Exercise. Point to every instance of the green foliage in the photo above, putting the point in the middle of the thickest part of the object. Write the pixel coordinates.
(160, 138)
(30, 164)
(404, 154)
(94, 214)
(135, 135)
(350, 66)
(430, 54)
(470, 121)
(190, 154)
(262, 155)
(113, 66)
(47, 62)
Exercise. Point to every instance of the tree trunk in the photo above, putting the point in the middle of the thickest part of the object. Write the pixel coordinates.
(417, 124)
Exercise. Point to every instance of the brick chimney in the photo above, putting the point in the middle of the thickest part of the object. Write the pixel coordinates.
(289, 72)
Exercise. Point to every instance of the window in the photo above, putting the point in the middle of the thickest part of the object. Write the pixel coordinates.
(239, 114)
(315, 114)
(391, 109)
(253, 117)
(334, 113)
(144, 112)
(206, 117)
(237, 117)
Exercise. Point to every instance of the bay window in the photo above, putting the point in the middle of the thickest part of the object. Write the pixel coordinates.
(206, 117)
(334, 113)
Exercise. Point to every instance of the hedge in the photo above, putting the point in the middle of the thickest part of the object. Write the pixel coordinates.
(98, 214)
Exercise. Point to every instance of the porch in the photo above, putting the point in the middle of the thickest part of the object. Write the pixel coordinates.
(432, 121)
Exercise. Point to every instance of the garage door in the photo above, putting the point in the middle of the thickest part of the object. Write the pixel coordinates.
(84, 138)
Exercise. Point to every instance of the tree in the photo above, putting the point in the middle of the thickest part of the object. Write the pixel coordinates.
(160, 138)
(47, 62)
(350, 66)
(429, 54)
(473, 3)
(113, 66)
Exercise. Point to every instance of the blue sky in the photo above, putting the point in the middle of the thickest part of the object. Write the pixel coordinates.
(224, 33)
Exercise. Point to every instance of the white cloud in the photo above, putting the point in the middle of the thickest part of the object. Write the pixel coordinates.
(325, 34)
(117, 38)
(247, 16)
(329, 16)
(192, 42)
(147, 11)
-- -- --
◆ TASK PROMPT
Copy each line of the data above without altering a single character.

◆ THE OUTPUT
Exercise. Point to every instance of the green foliage in the photo above, putting the point in the middle of the thickest part of the object. Write the pixel coordinates.
(160, 138)
(30, 164)
(404, 154)
(94, 214)
(135, 135)
(350, 66)
(430, 54)
(470, 121)
(190, 154)
(262, 155)
(113, 66)
(47, 62)
Exercise. Point to every instance of the tree trunk in the photo above, putting the point in the middle of the thickest part of the object. Write the pixel coordinates.
(417, 124)
Exercise. Point to every instance of the brick chimney in the photo above, putting the point in the middle of the thickest part of the object. Write the pixel coordinates.
(289, 72)
Exercise. Point to every instance of the window in the photo above, putting the point in the middle of the thickest part of the object. Write the pixel coordinates.
(239, 114)
(315, 114)
(391, 109)
(253, 117)
(334, 113)
(144, 112)
(206, 117)
(237, 117)
Exercise. Point to every instance of the bay window in the photo above, putting the point in the middle of the thickest part of the object. Write the pixel coordinates.
(206, 117)
(334, 113)
Exercise. Point to every instance of the hedge in the photo above, putting the point in the middle of the thickest part of the object. Write the pixel coordinates.
(98, 214)
Exercise. Point to every instance of the porch in the photo above, putting the point in the middle of the thickest part of the object. Write the pixel coordinates.
(432, 121)
Exercise. Point to every instance of the garage door in the photo above, putting the point in the middle of the thickest part of the object. Write the pixel coordinates.
(84, 138)
Exercise. Point to every instance of the tree in the photo above, putting the point in the middle of the thickest part of the object. Write the pixel coordinates.
(160, 138)
(47, 62)
(350, 66)
(429, 54)
(473, 3)
(113, 66)
Exercise. Point to every instance of the blue sky in the photo above, putting the point in the middle of the thickest part of the object. Write the pixel coordinates.
(224, 33)
Exercise. Point to every instance of the white cloud in the photo above, putting the point in the middle of the thickest part of the object. Write the pixel coordinates.
(325, 34)
(117, 38)
(247, 16)
(329, 16)
(192, 42)
(147, 11)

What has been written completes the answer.